§ **SOURCE MATERIAL**:
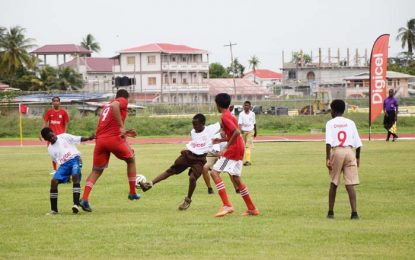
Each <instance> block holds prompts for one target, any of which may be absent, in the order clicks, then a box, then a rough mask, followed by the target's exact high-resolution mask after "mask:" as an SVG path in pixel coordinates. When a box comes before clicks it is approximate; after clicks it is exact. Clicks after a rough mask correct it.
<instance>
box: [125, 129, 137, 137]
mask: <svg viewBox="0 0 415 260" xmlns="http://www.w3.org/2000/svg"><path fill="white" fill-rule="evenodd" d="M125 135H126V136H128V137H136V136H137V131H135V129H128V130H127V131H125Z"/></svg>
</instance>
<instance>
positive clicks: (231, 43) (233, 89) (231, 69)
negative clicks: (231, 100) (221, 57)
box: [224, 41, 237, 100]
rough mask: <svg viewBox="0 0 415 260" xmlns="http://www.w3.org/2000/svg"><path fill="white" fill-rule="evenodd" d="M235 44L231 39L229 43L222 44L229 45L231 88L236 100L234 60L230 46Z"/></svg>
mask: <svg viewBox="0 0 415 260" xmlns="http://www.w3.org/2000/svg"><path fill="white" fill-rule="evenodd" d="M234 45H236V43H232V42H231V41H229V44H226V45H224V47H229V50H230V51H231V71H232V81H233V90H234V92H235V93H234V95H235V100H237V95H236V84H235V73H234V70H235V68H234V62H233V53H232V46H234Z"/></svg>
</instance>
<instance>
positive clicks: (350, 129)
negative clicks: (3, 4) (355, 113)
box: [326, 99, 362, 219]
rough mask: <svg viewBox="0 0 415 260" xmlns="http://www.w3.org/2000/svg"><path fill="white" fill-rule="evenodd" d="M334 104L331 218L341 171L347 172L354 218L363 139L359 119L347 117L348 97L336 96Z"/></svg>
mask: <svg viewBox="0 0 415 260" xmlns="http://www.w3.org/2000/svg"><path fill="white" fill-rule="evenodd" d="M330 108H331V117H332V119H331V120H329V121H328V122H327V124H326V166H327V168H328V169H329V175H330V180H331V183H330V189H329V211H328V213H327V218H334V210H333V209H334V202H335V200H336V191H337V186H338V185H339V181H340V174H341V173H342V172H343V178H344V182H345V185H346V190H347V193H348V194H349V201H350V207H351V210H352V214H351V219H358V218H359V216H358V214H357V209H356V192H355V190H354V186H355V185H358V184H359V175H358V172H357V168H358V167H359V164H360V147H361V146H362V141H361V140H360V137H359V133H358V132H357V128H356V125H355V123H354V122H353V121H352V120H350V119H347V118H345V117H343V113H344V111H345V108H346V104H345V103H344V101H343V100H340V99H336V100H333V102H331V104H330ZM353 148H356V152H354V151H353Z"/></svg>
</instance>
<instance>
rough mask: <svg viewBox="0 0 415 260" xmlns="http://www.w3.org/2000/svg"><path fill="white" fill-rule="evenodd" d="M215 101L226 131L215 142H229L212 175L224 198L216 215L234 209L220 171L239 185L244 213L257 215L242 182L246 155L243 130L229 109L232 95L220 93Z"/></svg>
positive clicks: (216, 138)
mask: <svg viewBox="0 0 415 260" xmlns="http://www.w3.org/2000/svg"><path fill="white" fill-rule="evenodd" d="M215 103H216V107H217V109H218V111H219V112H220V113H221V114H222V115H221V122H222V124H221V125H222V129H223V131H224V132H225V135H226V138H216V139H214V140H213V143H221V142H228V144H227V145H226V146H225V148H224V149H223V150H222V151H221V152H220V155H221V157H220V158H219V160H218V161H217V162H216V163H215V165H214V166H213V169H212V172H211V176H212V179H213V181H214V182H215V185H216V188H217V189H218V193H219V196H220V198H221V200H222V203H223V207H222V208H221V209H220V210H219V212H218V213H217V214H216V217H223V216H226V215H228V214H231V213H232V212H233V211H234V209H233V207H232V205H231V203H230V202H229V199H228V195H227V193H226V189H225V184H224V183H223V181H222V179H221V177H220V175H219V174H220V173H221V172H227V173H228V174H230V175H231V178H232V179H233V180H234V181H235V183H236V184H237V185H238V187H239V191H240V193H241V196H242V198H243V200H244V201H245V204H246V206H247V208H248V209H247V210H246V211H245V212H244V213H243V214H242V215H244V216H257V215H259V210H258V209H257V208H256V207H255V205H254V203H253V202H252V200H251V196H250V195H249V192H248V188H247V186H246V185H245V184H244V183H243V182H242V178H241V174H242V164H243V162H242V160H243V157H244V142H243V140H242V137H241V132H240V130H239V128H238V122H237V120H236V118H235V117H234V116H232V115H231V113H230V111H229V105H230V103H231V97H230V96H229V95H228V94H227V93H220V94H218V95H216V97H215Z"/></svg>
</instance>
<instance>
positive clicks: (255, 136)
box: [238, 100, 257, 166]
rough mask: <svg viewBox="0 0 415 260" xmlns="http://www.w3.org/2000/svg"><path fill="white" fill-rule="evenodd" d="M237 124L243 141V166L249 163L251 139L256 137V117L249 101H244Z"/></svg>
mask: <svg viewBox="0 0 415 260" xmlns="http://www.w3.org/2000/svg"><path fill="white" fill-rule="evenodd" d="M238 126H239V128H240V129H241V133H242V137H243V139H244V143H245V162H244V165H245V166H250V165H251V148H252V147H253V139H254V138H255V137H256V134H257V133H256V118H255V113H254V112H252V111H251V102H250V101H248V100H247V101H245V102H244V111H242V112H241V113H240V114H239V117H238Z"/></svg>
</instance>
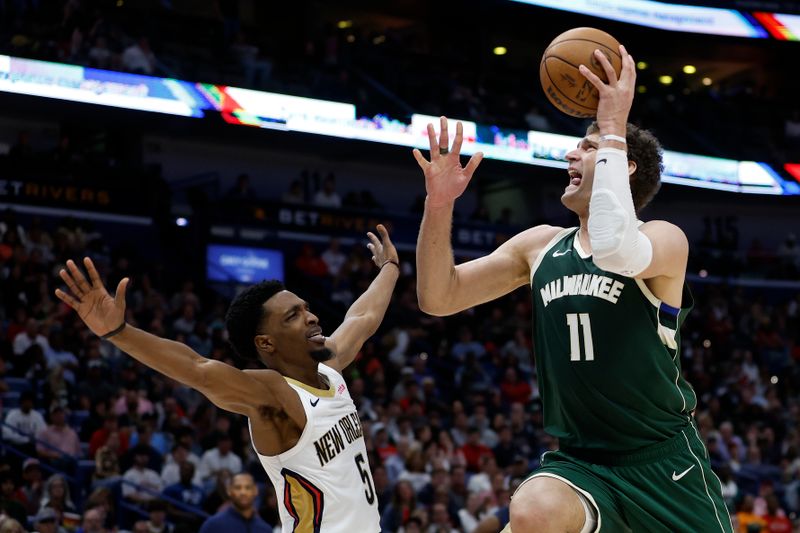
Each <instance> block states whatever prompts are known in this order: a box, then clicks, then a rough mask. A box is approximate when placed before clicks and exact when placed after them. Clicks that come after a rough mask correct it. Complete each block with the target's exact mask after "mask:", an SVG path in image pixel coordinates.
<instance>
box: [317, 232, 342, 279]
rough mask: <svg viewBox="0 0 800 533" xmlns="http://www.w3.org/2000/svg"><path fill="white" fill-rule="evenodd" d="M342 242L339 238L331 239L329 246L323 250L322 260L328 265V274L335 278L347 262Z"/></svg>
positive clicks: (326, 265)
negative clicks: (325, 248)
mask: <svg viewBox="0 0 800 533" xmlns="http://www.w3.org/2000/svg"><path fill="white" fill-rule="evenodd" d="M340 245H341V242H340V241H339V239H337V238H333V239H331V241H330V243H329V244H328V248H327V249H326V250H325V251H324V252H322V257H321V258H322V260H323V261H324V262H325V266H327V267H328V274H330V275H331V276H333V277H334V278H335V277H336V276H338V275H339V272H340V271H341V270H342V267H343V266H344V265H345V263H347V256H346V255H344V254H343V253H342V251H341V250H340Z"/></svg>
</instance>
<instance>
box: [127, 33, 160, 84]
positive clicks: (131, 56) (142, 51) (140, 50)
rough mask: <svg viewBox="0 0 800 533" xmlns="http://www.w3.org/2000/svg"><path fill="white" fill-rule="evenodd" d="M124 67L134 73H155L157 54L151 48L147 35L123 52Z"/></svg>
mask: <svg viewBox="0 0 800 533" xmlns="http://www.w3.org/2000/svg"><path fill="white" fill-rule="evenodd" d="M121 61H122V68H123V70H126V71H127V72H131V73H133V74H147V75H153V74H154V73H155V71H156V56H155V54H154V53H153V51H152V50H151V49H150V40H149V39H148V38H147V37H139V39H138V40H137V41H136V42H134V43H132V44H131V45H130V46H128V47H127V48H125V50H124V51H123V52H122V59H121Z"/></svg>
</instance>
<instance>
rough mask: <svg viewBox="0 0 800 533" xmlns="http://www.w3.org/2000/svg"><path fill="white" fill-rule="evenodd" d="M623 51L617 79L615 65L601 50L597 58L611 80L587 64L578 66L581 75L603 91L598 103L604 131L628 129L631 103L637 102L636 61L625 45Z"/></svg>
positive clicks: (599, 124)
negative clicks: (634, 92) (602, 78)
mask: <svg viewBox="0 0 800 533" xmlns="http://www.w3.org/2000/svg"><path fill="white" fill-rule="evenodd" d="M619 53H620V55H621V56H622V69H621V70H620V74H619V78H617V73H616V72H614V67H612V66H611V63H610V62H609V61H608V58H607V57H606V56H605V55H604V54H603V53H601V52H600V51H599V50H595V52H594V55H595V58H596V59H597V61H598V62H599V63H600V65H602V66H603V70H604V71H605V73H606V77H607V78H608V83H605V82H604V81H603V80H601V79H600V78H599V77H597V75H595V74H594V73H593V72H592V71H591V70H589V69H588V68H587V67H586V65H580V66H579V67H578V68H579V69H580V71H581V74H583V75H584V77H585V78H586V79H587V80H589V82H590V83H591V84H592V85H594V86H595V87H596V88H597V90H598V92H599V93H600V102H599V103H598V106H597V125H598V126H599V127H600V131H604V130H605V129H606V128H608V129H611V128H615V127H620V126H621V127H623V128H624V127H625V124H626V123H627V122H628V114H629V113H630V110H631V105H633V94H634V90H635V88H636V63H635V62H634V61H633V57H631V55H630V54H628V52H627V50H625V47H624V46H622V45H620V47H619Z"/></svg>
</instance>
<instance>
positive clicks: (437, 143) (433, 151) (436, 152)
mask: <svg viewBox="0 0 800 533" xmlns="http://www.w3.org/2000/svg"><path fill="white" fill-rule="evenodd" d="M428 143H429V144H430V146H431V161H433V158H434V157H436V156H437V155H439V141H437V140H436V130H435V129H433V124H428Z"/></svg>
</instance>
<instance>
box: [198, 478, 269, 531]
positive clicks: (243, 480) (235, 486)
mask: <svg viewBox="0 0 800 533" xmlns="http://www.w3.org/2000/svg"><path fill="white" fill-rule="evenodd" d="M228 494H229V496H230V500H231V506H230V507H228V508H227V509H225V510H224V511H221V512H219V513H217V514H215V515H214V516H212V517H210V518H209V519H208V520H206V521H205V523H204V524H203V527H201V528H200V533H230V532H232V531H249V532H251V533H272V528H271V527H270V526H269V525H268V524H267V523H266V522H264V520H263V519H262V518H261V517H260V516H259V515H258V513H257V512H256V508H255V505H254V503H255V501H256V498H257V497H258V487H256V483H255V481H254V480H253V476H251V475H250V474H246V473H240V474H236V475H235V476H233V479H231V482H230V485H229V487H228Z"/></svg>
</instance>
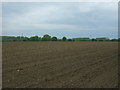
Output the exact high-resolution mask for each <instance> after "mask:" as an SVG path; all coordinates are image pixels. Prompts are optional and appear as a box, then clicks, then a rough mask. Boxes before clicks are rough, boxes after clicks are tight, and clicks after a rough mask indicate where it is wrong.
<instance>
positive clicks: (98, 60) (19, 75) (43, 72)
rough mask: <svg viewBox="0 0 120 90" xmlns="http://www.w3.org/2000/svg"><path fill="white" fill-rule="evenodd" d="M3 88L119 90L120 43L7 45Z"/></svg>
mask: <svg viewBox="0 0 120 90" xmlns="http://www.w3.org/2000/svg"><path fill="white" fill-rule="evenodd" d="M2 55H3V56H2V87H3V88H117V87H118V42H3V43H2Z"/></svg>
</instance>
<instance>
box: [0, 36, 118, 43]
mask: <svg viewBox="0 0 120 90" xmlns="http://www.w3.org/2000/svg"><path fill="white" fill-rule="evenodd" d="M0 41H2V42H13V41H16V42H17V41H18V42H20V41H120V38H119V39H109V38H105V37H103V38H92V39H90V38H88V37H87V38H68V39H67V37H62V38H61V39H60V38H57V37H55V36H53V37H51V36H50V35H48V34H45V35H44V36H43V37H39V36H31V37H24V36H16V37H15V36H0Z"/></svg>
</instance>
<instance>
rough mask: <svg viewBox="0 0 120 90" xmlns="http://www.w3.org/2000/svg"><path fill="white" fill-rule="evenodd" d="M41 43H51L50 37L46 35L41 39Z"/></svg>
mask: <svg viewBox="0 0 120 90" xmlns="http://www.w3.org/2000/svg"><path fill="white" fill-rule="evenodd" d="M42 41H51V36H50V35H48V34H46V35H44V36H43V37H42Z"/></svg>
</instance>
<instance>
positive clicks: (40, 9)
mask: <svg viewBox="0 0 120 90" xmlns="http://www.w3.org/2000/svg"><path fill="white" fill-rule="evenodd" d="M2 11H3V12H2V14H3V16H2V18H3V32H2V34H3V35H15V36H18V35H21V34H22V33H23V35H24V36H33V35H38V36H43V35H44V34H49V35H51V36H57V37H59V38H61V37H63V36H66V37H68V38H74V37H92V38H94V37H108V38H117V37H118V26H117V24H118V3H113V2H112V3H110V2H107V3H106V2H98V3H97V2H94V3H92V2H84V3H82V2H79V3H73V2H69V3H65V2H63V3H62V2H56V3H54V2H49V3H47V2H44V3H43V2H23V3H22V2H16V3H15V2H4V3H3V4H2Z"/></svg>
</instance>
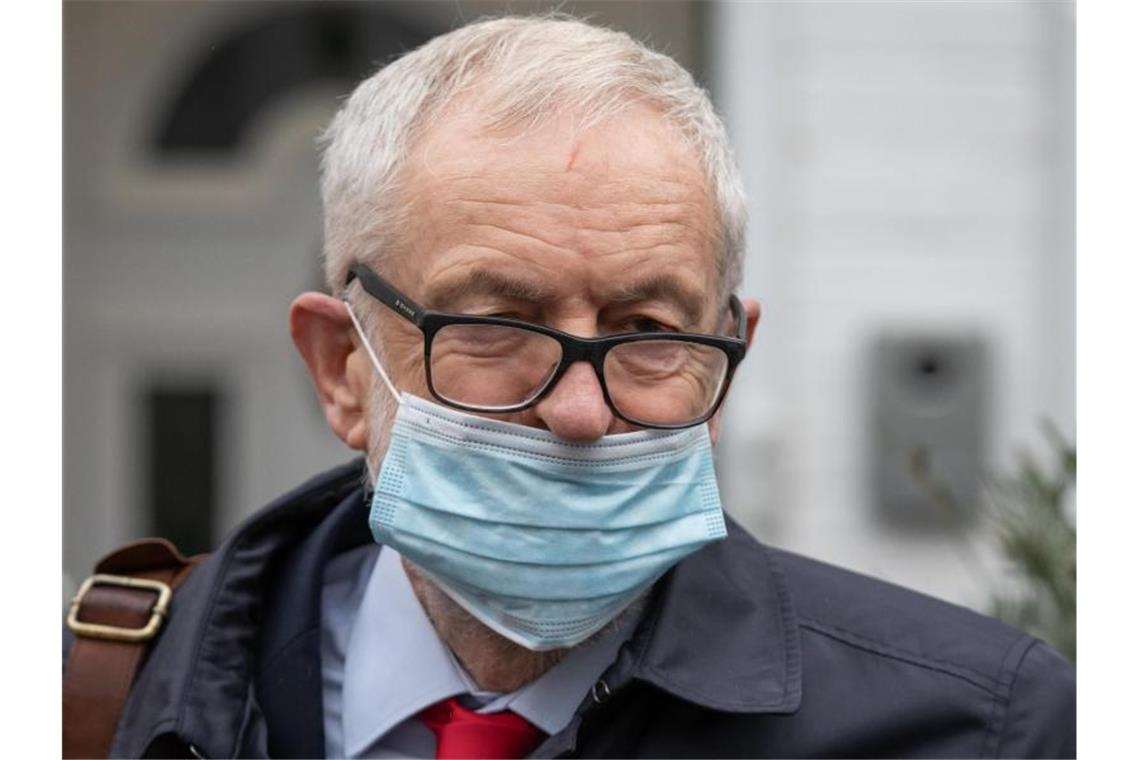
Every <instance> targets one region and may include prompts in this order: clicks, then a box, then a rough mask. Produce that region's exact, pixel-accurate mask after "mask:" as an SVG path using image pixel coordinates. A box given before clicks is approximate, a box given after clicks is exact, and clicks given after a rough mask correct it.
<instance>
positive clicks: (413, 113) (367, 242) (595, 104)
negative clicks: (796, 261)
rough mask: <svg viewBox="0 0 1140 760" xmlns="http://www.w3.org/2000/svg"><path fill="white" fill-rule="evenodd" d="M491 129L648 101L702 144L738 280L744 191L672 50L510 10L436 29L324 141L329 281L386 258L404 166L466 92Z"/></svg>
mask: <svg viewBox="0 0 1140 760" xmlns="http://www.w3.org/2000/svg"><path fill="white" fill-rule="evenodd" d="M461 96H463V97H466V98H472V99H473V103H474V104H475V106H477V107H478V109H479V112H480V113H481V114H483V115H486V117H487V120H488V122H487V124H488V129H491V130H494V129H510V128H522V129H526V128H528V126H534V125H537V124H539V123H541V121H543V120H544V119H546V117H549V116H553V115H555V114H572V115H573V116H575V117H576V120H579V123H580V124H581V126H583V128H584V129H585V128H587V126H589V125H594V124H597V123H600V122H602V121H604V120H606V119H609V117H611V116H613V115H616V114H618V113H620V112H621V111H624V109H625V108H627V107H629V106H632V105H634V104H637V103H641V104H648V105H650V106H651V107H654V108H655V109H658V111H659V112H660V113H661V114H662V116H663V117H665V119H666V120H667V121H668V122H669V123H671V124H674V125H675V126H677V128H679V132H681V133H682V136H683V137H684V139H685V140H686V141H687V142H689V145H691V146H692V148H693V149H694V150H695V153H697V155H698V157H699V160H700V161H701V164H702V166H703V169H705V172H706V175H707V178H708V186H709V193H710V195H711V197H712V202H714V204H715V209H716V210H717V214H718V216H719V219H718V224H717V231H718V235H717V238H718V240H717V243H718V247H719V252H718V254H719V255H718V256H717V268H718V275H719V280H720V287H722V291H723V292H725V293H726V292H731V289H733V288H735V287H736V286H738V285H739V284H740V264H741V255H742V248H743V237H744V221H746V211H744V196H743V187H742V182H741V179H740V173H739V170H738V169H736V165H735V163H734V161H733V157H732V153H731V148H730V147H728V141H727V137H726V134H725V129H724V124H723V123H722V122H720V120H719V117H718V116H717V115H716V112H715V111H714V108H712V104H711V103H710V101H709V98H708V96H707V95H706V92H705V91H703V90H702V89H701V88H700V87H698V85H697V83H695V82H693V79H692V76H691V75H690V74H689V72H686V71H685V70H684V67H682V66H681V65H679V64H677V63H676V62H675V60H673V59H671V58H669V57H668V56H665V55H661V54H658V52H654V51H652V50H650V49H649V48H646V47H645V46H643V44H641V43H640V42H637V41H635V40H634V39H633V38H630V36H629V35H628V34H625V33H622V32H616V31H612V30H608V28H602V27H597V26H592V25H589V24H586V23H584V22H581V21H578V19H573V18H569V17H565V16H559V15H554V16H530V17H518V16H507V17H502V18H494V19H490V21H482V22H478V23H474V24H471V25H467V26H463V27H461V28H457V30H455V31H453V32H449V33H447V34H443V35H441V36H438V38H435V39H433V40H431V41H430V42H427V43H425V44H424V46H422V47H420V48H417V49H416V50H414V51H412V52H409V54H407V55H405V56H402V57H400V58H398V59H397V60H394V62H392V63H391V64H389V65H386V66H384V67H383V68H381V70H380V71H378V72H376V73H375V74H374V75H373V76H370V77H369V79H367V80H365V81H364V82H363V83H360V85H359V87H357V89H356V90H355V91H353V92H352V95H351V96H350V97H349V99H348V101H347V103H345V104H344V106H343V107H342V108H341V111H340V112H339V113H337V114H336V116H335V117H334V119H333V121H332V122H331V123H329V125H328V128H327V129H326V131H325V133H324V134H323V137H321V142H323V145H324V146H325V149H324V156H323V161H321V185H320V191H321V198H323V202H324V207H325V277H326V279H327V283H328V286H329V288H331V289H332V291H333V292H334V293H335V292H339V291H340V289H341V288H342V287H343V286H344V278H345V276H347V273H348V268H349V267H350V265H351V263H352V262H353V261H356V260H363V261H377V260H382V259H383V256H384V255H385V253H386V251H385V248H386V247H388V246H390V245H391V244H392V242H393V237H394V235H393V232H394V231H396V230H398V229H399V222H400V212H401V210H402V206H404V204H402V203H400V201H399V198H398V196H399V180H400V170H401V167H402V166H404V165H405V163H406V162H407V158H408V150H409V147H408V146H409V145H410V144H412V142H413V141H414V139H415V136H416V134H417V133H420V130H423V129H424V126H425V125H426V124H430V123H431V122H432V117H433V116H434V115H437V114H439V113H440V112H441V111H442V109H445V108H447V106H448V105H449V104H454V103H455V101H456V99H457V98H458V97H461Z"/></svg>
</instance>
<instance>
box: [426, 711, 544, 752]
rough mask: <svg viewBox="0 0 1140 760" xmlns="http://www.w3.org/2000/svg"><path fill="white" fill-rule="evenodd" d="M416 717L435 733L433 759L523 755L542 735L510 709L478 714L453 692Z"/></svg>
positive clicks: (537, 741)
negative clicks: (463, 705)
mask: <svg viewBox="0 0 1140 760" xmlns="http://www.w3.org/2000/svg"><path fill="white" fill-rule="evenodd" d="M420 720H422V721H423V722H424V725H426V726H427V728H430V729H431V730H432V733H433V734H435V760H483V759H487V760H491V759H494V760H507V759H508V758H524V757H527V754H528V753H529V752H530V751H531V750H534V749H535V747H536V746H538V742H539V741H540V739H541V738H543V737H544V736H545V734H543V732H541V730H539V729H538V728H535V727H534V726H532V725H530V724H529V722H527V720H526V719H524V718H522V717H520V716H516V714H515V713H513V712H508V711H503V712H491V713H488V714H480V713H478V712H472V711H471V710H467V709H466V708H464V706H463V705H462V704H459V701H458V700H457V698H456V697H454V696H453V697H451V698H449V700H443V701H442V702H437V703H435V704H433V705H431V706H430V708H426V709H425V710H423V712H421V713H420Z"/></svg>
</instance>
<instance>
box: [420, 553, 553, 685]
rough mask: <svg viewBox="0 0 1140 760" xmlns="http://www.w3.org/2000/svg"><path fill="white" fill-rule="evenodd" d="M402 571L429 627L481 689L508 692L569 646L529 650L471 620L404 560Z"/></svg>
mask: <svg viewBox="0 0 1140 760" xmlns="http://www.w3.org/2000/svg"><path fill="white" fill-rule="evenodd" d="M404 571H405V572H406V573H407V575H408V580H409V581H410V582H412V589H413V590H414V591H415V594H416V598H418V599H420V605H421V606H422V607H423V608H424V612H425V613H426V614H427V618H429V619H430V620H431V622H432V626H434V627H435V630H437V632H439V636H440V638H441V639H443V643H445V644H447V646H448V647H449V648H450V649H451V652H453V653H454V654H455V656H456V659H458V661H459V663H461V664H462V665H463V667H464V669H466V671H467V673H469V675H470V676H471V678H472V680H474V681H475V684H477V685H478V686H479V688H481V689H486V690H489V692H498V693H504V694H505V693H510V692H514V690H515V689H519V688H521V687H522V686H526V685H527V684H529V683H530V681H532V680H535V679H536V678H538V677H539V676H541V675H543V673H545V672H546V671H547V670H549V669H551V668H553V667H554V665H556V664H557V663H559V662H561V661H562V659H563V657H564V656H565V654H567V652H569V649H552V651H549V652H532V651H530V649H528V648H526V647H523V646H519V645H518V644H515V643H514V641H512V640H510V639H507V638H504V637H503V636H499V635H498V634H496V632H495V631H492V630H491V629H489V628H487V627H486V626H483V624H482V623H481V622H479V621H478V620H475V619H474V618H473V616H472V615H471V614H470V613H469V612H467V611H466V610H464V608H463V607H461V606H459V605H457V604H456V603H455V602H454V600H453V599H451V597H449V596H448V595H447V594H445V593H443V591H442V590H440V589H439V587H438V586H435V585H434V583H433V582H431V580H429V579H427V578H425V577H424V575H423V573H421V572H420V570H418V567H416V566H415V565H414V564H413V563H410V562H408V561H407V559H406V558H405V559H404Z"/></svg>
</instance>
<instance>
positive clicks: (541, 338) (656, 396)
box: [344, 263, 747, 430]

§ **TASK PROMPT**: Copy the data from its first line up to and including the line with "box: [224, 41, 237, 100]", substituting "background clicks" for "negative clicks" and leaving everything else unchanged. Leave the pictures out.

§ **SOLVED EXERCISE**:
Each <instance> block holds prompts for one target, any of which may be absent, in the order clicks, then a box, then a rough mask, followed by the target's exact high-resolution mask after "mask:" as an SVG path in pixel coordinates. When a box comes before clicks it is approximate; after clicks it is exact. Clicks after a rough mask correct it.
<instance>
box: [125, 129, 137, 137]
mask: <svg viewBox="0 0 415 260" xmlns="http://www.w3.org/2000/svg"><path fill="white" fill-rule="evenodd" d="M125 135H126V136H128V137H136V136H137V131H135V129H128V130H127V131H125Z"/></svg>
</instance>
<instance>
positive clicks: (231, 43) (233, 89) (231, 69)
background clicks: (231, 100) (221, 57)
box: [224, 41, 237, 100]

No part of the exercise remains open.